* [Data provided]:
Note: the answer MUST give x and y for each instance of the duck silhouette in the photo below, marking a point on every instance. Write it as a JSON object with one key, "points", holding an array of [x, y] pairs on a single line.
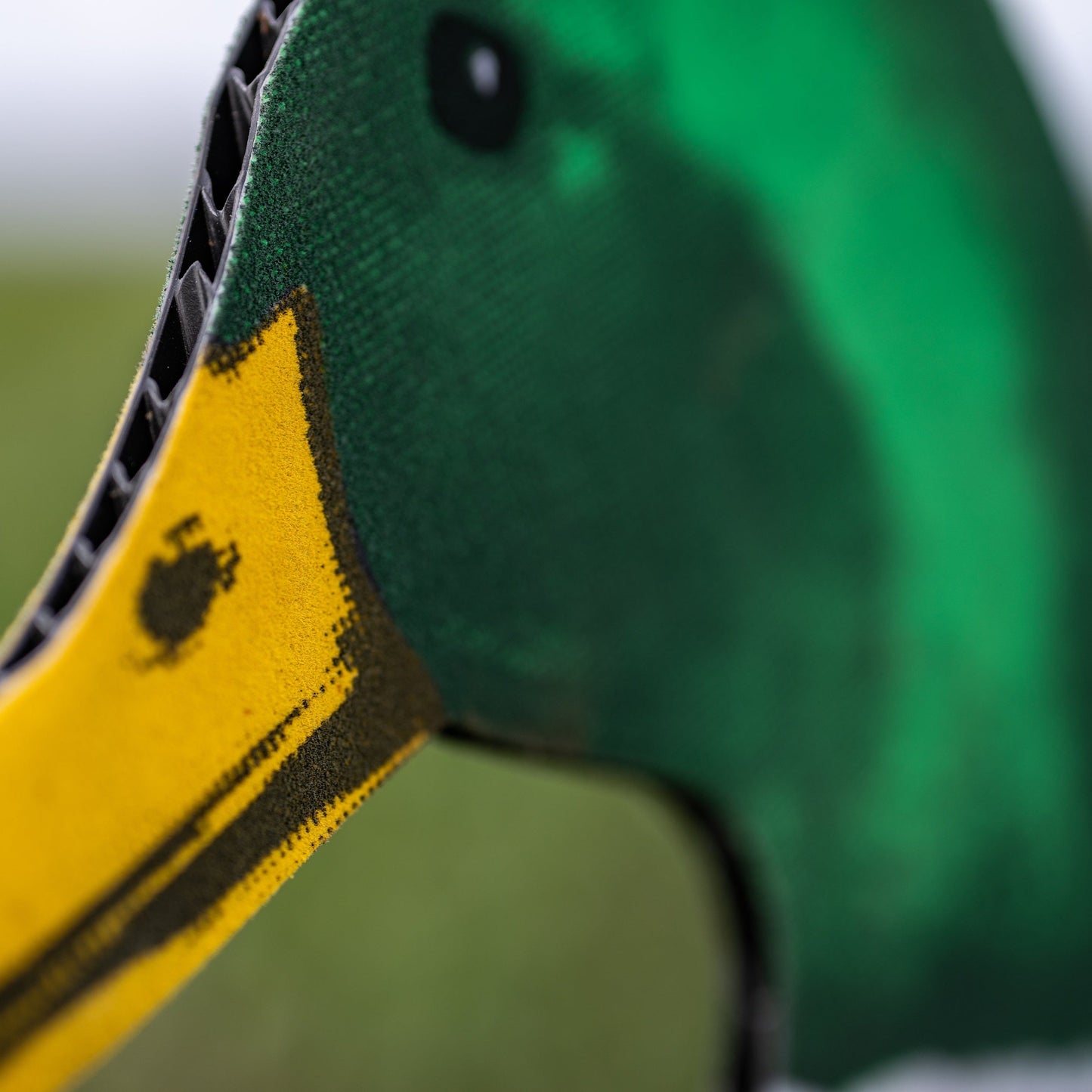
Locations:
{"points": [[694, 388]]}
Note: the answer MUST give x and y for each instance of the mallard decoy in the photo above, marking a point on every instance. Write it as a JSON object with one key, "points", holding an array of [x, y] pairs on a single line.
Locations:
{"points": [[694, 388]]}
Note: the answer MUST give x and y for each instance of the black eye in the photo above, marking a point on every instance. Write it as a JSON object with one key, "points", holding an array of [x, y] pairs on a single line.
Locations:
{"points": [[475, 82]]}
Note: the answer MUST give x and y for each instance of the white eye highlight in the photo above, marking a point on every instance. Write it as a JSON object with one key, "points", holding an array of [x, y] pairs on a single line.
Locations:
{"points": [[485, 71]]}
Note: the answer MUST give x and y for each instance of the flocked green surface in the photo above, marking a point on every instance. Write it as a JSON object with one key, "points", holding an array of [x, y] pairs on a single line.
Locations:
{"points": [[731, 422], [466, 865]]}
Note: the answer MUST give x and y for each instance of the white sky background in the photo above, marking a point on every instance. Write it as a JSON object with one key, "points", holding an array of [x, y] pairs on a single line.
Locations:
{"points": [[103, 104]]}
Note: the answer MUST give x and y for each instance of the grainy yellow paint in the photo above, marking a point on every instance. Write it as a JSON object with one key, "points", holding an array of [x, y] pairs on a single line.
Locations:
{"points": [[106, 746]]}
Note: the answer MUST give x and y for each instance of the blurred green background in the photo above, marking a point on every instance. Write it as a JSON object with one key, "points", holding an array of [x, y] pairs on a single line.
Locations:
{"points": [[481, 923]]}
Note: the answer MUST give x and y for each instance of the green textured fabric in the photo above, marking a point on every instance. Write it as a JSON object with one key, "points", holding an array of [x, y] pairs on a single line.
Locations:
{"points": [[731, 424]]}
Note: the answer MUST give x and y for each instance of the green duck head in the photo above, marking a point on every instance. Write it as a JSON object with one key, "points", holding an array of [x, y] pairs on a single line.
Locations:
{"points": [[696, 388]]}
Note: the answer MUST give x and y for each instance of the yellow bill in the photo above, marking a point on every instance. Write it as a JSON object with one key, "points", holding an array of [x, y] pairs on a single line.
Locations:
{"points": [[223, 691]]}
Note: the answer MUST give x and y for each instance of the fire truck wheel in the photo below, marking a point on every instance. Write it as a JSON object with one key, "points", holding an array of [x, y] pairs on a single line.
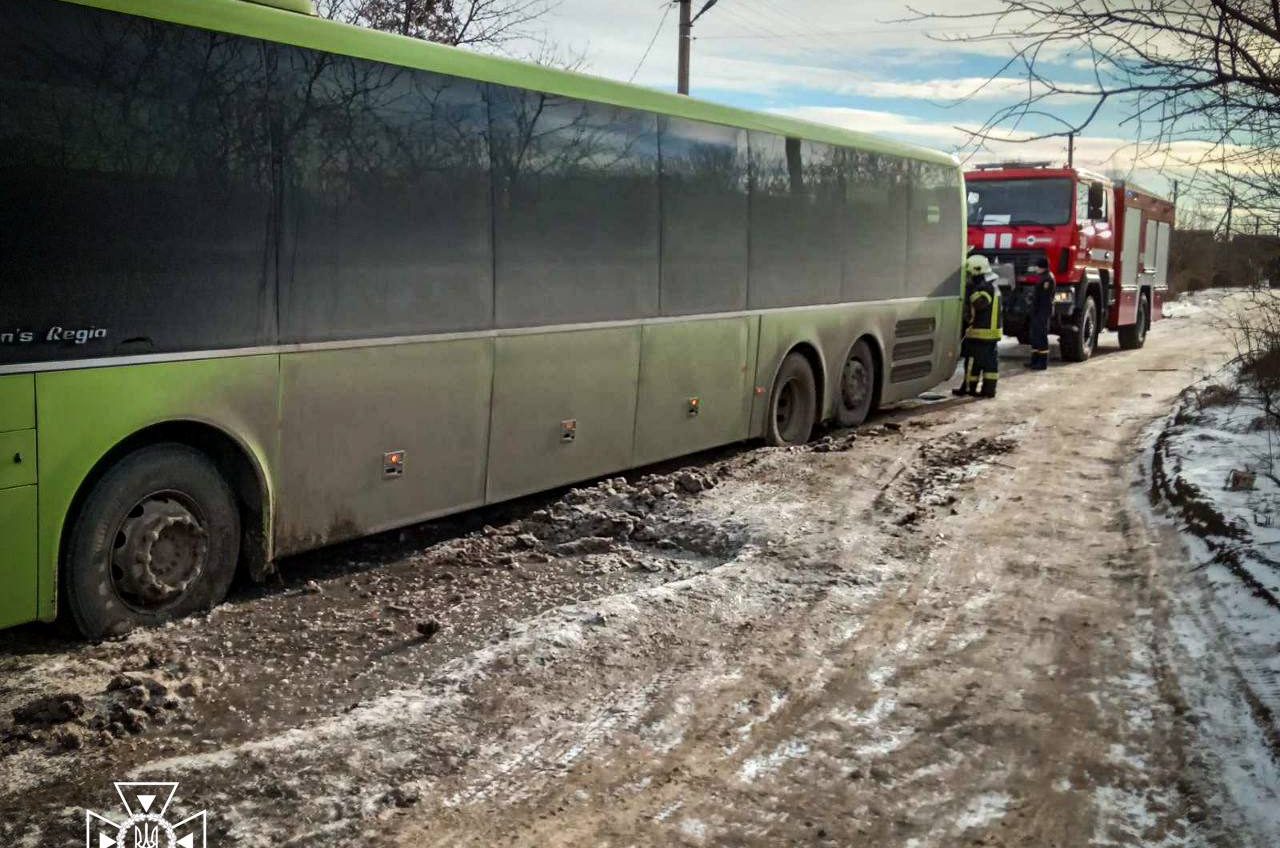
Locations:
{"points": [[1078, 345], [1136, 334]]}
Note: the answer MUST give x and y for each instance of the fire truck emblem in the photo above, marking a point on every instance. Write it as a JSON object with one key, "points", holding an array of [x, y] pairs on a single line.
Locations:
{"points": [[146, 826]]}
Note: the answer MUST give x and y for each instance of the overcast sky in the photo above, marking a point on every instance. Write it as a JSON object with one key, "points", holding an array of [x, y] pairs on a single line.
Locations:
{"points": [[850, 63]]}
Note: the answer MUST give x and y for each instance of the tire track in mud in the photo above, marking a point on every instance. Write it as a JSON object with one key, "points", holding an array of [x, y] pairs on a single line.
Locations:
{"points": [[1226, 541]]}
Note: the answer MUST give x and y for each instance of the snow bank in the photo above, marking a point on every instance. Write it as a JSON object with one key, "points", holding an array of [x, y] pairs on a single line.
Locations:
{"points": [[1214, 477]]}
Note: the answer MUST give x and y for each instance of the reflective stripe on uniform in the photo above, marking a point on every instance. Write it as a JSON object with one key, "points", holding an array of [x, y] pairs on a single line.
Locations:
{"points": [[992, 332]]}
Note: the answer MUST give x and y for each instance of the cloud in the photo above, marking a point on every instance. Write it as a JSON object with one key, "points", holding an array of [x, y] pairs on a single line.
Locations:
{"points": [[1115, 155]]}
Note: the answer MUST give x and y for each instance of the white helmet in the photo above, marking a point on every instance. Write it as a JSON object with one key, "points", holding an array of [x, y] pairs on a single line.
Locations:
{"points": [[977, 265]]}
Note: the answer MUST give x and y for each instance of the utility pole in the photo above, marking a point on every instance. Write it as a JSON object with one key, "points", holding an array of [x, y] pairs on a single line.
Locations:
{"points": [[686, 36]]}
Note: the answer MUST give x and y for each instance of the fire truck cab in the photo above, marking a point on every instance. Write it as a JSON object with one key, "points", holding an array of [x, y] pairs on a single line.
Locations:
{"points": [[1105, 242]]}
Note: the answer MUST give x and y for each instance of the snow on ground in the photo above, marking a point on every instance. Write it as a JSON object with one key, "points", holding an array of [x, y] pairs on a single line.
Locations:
{"points": [[1226, 616]]}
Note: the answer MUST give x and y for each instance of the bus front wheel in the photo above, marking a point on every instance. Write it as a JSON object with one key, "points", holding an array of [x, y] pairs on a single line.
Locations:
{"points": [[794, 402], [156, 539]]}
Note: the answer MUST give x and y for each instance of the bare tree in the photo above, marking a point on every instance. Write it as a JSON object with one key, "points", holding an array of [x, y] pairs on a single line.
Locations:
{"points": [[1202, 71], [464, 23]]}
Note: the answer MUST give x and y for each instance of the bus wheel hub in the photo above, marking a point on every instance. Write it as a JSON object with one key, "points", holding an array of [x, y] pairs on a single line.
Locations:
{"points": [[160, 551], [856, 383]]}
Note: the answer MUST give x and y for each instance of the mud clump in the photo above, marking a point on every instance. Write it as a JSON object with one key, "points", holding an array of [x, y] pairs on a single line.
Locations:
{"points": [[65, 723], [56, 709], [615, 519]]}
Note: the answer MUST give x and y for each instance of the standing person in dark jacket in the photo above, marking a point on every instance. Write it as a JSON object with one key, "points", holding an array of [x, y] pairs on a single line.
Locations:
{"points": [[1042, 308], [983, 329]]}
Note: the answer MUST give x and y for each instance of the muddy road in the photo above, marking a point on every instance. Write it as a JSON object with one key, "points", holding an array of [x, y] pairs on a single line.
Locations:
{"points": [[946, 628]]}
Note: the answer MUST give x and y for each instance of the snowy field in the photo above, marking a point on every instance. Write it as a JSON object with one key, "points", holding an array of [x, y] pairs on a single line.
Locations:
{"points": [[1214, 479]]}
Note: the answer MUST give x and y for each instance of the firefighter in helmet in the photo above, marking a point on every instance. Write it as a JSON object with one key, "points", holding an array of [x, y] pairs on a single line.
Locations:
{"points": [[983, 329], [1042, 309]]}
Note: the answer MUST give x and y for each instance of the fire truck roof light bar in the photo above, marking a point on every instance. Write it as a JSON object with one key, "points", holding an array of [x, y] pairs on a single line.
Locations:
{"points": [[1006, 165]]}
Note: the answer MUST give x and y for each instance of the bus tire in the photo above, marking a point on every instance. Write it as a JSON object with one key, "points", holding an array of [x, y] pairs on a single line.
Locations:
{"points": [[156, 538], [792, 402], [1078, 345], [1134, 336], [856, 386]]}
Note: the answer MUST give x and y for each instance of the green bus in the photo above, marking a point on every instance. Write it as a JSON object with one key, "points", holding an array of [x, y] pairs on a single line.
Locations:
{"points": [[269, 282]]}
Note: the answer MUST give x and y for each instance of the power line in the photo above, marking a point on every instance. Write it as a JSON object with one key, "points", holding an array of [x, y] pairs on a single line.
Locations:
{"points": [[652, 42]]}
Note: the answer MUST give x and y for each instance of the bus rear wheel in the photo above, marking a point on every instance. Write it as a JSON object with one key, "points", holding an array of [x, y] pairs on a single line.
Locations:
{"points": [[856, 386], [156, 539], [794, 402]]}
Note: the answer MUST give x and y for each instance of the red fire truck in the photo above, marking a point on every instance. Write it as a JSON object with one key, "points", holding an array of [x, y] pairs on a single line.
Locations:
{"points": [[1106, 242]]}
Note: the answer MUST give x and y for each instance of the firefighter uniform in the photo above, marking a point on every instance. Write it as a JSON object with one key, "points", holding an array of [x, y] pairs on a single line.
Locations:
{"points": [[983, 329], [1042, 309]]}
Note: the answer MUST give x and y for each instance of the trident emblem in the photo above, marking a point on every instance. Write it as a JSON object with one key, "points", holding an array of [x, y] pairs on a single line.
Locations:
{"points": [[146, 837], [146, 826]]}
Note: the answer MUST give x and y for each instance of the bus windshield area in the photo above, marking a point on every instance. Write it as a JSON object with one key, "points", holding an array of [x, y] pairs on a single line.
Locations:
{"points": [[1013, 203]]}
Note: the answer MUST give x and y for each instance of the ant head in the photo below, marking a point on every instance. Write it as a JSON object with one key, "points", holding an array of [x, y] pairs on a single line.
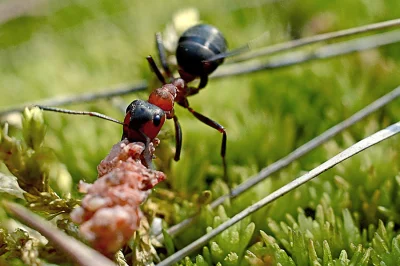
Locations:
{"points": [[143, 120]]}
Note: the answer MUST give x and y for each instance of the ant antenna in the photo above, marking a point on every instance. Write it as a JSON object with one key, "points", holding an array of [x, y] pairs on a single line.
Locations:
{"points": [[245, 48], [66, 111]]}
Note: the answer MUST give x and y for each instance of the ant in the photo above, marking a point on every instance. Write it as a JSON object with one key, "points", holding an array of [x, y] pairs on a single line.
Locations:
{"points": [[201, 49]]}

* [Instructions for the task]: Using the entries above, return exactly the lines from the line with "of the utility" to the line with "of the bare", counting both of those lines.

* [Answer below]:
Note: the answer MUST give x and y for each instance of the utility pole in the photo above, marking a point on every instance. Write it as a JSON object with one key, "points", holding an array of [x, y] pairs on a single line.
Locations:
{"points": [[686, 36]]}
Note: the answer MUST give x and y for each instance of the fire truck cab in the photo above, marking a point on every instance. Write it as a JSON object with one key, "points", holding an array of [x, y] pairs on a single line.
Locations:
{"points": [[1105, 242]]}
Note: the answer MUST give x and y for each instance of the snow on ground in the photo above, marking a point on every instance. Write it as a JSON object with one key, "points", holding an array of [x, y] pairs on a single line.
Locations:
{"points": [[1226, 616]]}
Note: the answer MUST give x and y for each instance of the bus front wheel in the photo above, marking a point on every instance. Write it as a JSON object with one key, "points", holding an array of [x, y] pairs on a single line.
Locations:
{"points": [[794, 402], [156, 539]]}
Note: the answer MUST give x and y for each instance of the bare tree in the photo above, marking a point on every instance. Write it as a JSON object with one key, "points", holding an array of [x, y] pairs on a single line.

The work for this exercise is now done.